■ **EXERCISE DIRECTIONS**
Leave out the pictures and copy each record below exactly.

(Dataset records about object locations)

.....

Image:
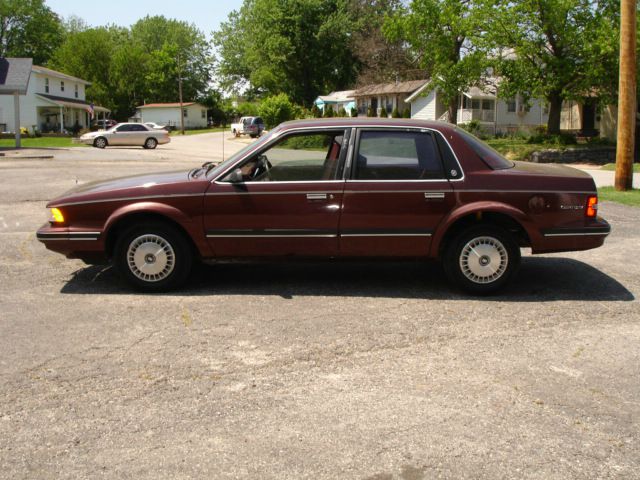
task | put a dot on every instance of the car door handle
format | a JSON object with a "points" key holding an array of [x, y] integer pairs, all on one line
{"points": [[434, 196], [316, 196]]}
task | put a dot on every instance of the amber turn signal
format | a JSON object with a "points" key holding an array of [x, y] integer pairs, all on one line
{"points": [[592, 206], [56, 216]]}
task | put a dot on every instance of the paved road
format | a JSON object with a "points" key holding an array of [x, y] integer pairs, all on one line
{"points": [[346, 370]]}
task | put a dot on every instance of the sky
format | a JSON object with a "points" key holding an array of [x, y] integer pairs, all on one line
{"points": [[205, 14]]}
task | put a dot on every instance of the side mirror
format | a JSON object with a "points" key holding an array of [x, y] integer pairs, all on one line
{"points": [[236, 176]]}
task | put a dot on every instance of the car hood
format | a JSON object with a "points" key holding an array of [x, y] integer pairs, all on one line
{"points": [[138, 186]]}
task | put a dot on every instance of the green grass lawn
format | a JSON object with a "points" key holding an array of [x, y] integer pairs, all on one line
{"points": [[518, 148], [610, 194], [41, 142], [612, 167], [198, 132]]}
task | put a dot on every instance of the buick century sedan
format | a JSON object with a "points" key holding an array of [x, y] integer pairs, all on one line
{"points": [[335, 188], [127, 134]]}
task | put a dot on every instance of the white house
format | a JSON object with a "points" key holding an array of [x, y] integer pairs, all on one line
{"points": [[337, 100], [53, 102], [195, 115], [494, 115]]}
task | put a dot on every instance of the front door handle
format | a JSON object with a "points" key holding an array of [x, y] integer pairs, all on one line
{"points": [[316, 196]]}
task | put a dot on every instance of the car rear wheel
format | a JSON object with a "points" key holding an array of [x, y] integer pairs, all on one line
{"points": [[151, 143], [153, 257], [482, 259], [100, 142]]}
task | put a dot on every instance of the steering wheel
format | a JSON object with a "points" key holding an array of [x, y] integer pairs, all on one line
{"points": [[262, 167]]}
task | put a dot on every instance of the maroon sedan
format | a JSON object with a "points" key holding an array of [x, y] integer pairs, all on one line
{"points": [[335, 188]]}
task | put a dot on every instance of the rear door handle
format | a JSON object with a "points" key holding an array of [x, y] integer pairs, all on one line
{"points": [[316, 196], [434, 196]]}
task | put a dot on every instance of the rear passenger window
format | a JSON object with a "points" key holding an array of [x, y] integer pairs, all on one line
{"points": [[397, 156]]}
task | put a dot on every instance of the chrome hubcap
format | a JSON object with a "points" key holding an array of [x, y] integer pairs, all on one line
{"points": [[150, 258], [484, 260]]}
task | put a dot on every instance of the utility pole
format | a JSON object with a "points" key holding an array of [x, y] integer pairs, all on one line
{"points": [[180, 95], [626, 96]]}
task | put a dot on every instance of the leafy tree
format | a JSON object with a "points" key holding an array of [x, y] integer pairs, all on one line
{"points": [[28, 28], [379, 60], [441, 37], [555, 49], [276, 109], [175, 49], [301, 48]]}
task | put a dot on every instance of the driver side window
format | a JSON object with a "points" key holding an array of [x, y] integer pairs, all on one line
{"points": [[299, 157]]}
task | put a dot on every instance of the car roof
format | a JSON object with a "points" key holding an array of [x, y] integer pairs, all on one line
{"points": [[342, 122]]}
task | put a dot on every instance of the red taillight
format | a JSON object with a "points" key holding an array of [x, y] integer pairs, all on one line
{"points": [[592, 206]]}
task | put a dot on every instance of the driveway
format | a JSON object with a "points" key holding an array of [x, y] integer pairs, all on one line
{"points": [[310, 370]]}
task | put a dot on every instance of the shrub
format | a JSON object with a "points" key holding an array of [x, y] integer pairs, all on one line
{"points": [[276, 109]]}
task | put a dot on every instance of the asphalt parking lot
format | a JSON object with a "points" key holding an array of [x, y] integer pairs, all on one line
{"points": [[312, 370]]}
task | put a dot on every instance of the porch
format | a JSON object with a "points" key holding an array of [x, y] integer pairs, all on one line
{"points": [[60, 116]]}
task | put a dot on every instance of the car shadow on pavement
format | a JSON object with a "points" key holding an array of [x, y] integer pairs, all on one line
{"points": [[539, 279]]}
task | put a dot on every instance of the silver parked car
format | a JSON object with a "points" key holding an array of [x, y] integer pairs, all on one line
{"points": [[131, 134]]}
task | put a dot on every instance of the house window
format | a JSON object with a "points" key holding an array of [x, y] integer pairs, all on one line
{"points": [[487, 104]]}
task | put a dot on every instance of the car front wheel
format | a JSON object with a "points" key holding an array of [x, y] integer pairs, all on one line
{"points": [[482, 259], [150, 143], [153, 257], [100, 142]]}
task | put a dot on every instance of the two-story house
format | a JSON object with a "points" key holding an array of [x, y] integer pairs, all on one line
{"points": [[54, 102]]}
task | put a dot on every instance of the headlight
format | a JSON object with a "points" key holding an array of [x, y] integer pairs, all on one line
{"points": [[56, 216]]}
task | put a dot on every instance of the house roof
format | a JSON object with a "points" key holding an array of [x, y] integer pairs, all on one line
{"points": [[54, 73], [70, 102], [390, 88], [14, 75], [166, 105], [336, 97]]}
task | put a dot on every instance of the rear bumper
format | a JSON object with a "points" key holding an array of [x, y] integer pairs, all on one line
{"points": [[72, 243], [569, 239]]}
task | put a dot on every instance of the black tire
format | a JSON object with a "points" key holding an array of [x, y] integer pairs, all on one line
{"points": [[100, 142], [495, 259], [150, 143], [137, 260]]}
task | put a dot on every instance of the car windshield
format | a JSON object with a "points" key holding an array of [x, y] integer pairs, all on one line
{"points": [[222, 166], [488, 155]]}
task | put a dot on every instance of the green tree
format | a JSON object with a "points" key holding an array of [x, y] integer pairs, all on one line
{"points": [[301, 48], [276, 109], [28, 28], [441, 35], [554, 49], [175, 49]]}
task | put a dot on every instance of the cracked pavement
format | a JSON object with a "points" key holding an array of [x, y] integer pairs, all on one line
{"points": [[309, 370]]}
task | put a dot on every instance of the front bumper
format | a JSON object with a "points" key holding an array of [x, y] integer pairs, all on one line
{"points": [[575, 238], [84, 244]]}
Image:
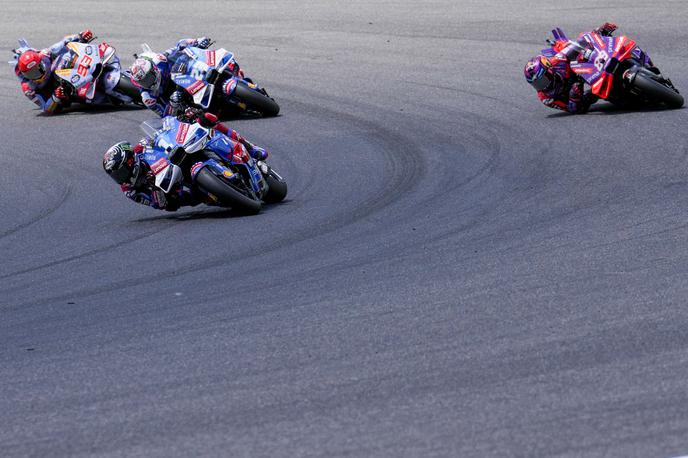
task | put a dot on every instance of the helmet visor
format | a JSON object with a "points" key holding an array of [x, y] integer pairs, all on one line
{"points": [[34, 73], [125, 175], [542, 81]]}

.....

■ **THE SOLUTION**
Image:
task | put a dot on every instance of the car door handle
format | a JSON object with a "points" key holding an array of [x, y] integer pairs, all on one line
{"points": [[434, 196], [316, 196]]}
task | put a dot on every instance of the amber turn signal
format | a JSON object with a "points" key holding an array of [x, y] integer pairs, all on one line
{"points": [[592, 206], [56, 216]]}
task | put a dot on every instance of the paved road
format | a JSON object with a "points" key holding an array of [x, y] integer pairs, all on one line
{"points": [[346, 370]]}
task | put a dot on every instance of the sky
format | a JSON object with a "points" key holding an array of [x, y] integer pairs, all on one line
{"points": [[205, 14]]}
task | put a dot on every instance of the side mirror
format | a JSON object with a "points" key holding an array of [x, y] integer pairs, all on one line
{"points": [[236, 176]]}
task | put a dot on every instance of the car hood
format | a JSON object with a "points" key holding an array of [x, y] integer pairs, all on one line
{"points": [[138, 186]]}
task | put a dot on every instance of the green grass lawn
format | a JSON object with a "points" key holding an array of [x, y] integer pairs, all on one line
{"points": [[518, 148], [610, 194], [41, 142], [612, 167], [198, 132]]}
task | put a dot on every instance of the buick century sedan
format | a JSON object with a "points" key holding an array of [x, y] integer pairs, all on one line
{"points": [[335, 188], [127, 134]]}
task | put a dot on every instance of the white house
format | a JSON object with a "points" key holding an array of [x, y] integer pairs, all on one line
{"points": [[337, 100], [53, 102], [195, 115], [494, 115]]}
task | put a dot on every instance of the front door handle
format | a JSON object with a "points" key holding an array of [x, y] integer pairs, all on one line
{"points": [[316, 196]]}
task | put a dot on every instance of the car rear wheel
format | a JSON object with a "points" key holding an array of [x, y] integer pairs, all on one line
{"points": [[151, 143], [153, 257], [482, 259], [100, 142]]}
task | put a dot on every instance of the steering wheel
format | a JSON object with a "points" key holding an array of [x, y] integer pairs, all on one line
{"points": [[262, 167]]}
task | put a dot on every instance of the maroon sedan
format | a JSON object with a "points" key holding an array of [x, y] integer pairs, all on one line
{"points": [[335, 188]]}
task | put a dot on every instance of the rear door handle
format | a JSON object with a "points" key holding an array of [x, y] integer pairs, all on one line
{"points": [[316, 196], [434, 196]]}
task | put a dot on every instance of the rear passenger window
format | a JSON object with a "points" key holding an array of [x, y] integer pairs, all on one line
{"points": [[397, 156]]}
task | put a dot on every instance of the chrome hubcap
format | a JSON object with a "points" key holding an array of [x, y] integer pairs, all on one line
{"points": [[150, 258], [484, 260]]}
task | put a dot on every instance of the utility pole
format | a JSON object with a "points" key holding an array of [x, y] integer pairs, all on one line
{"points": [[180, 95], [626, 96]]}
task | put a dot on every instance of the leafy tree
format | a JSON object with a "points" key holding an array of [x, y] integer pairs, all on one line
{"points": [[28, 28], [379, 60], [441, 37], [555, 49], [276, 109], [175, 49], [301, 48]]}
task | put a dot on every instance of the driver side window
format | a JSON object with a "points" key holding an array of [x, y] integer pairs, all on one line
{"points": [[299, 157]]}
task | put a dot on every instance of the car roof
format | a JSON object with a "points" key holding an array of [x, y] integer pairs, all on one line
{"points": [[342, 122]]}
task | put a dot on every instance of the red taillight
format | a JSON object with a "points" key holding an array of [x, y] integer pairs, all on one line
{"points": [[592, 206]]}
task | put a dot on every instance of the driveway
format | a JSON object with a "points" key holding an array of [x, y] integer pairs, all on one line
{"points": [[310, 370]]}
task | put a dot on every instance of the shrub
format | a JSON object with a "points" key holding an array of [x, y] integer pairs, all on one line
{"points": [[276, 109]]}
task | put a dot on every instance of the asphalt parking lot
format | a JSON object with a "points" key holding an array of [x, y] integer pairs, all on one line
{"points": [[312, 370]]}
task | put a dot on every instance of the porch
format | a JSON object with a "points" key holding an array of [x, y] integer pairs, all on one line
{"points": [[60, 116]]}
task | put a dot on every instance of the car shadow on pavement
format | a JSON object with a "points" key holding an array of [x, y] integer pairs, all on one line
{"points": [[539, 279]]}
task | put a dot on every instance of the silver parked car
format | a JSON object with a "points" key holding an array of [x, y] integer pairs, all on one line
{"points": [[131, 134]]}
task | put a dot on every instance of the house window
format | a JSON object with a "points" key holding an array of [x, y] integer pairs, all on one line
{"points": [[487, 104]]}
task | put a dot on every instance of the car front wheel
format | a JSON object with a "points" key holding an array of [x, y] integer pairs, all on one line
{"points": [[482, 259], [150, 143], [153, 257], [100, 142]]}
task | put a dot on every instance of the two-story house
format | a JSON object with a "points" key holding an array of [x, y] integer pairs, all on one line
{"points": [[54, 102]]}
task | put a dot on every instance of the headlight
format | a JSON object with a "points" key holding an array of [x, y] integer pairs, all on one line
{"points": [[56, 216]]}
task | put a dot on every instance of the house roof
format | a JSON object with a "points" key holding an array of [x, y] integer pairs, all on one line
{"points": [[54, 73], [70, 102], [390, 88], [14, 75], [166, 105], [336, 97]]}
task | put a dot on every instance of the rear bumper
format | a JSON object with a "points" key holding an array of [x, y] integer pairs, all on one line
{"points": [[72, 243], [569, 239]]}
task | put a dot on every instance of the black tire
format | a JSON object with a "points" key holding an array of [x, y] integer pairs, all on one line
{"points": [[100, 142], [495, 259], [150, 143], [137, 260]]}
task | put a dot on every instance of the car windshield
format | a JSON object with a "points" key holding an array of [x, y] integer pairs, all on one line
{"points": [[222, 166], [488, 155]]}
task | put a dot on every instance of the green tree
format | a JSON object with a "points" key holding an array of [x, y] integer pairs, all on one line
{"points": [[301, 48], [276, 109], [28, 28], [441, 35], [554, 49], [175, 49]]}
task | put a dot on every instance of the cracked pavement
format | a JSON object with a "points" key holding an array of [x, y] integer pairs, all on one line
{"points": [[309, 370]]}
task | put a dot on every instance of the front bumper
format | a JSON object with a "points" key holding an array of [x, y] integer pairs, all on one line
{"points": [[575, 238], [84, 244]]}
Image:
task | put a dot on every instance of the helmet visor
format | a JSON object with a "points" key holding an array of [x, y] integer pairs, all on one line
{"points": [[34, 73], [125, 175], [542, 81]]}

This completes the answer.